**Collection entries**
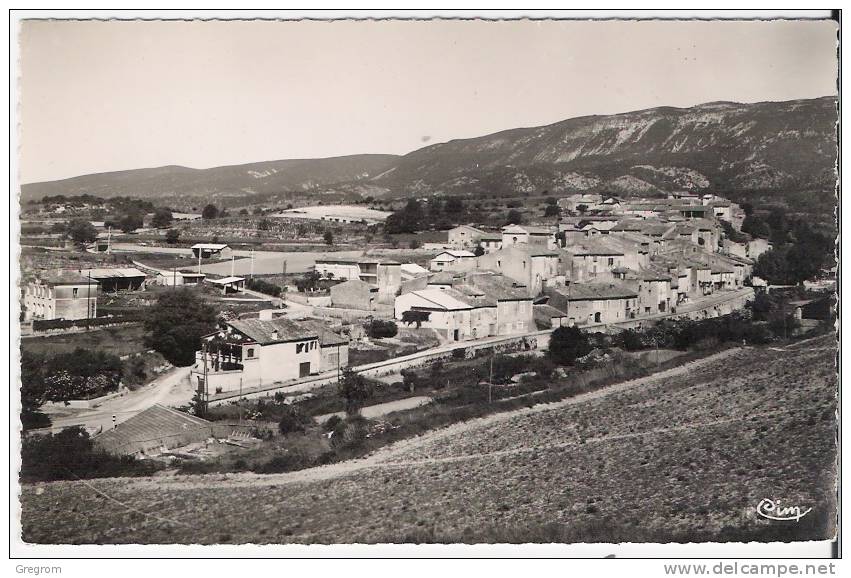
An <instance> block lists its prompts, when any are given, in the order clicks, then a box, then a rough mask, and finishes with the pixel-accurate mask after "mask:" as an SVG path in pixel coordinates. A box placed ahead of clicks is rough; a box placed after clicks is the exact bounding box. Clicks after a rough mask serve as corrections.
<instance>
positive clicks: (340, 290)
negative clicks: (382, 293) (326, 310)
mask: <svg viewBox="0 0 851 578" xmlns="http://www.w3.org/2000/svg"><path fill="white" fill-rule="evenodd" d="M330 291H331V307H342V308H345V309H363V310H366V311H374V310H375V306H376V304H377V303H378V287H376V286H375V285H373V284H372V283H367V282H365V281H361V280H360V279H349V280H348V281H343V282H342V283H338V284H337V285H332V286H331V290H330Z"/></svg>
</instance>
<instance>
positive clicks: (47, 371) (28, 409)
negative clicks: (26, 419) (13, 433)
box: [21, 348, 123, 418]
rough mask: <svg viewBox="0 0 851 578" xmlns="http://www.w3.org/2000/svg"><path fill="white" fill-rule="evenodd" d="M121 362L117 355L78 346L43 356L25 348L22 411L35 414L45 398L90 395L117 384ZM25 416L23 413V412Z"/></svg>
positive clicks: (62, 399)
mask: <svg viewBox="0 0 851 578" xmlns="http://www.w3.org/2000/svg"><path fill="white" fill-rule="evenodd" d="M122 371H123V368H122V363H121V360H120V359H119V358H118V356H116V355H112V354H109V353H105V352H103V351H97V350H90V349H83V348H77V349H75V350H74V351H70V352H66V353H59V354H56V355H53V356H48V357H43V356H40V355H34V354H31V353H27V352H24V354H23V355H22V357H21V399H22V406H23V414H24V415H26V416H27V418H34V417H36V416H34V415H33V414H34V413H35V412H37V409H38V407H39V406H41V404H43V403H44V402H46V401H59V402H62V401H68V400H70V399H85V398H91V397H95V396H98V395H101V394H103V393H106V392H109V391H114V390H115V389H117V388H118V386H119V384H120V382H121V376H122ZM22 418H23V416H22Z"/></svg>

**What the task asks**
Retype only the lines above between the line with "box: [21, 348, 123, 418]" and the line with "rough mask: <svg", counting those two lines as well, and keep every character as it is.

**Written solution**
box: [21, 348, 123, 418]
rough mask: <svg viewBox="0 0 851 578" xmlns="http://www.w3.org/2000/svg"><path fill="white" fill-rule="evenodd" d="M121 362L117 355L78 346L43 356L25 348L22 411L35 414L45 398L90 395L117 384ZM25 416L23 413V412Z"/></svg>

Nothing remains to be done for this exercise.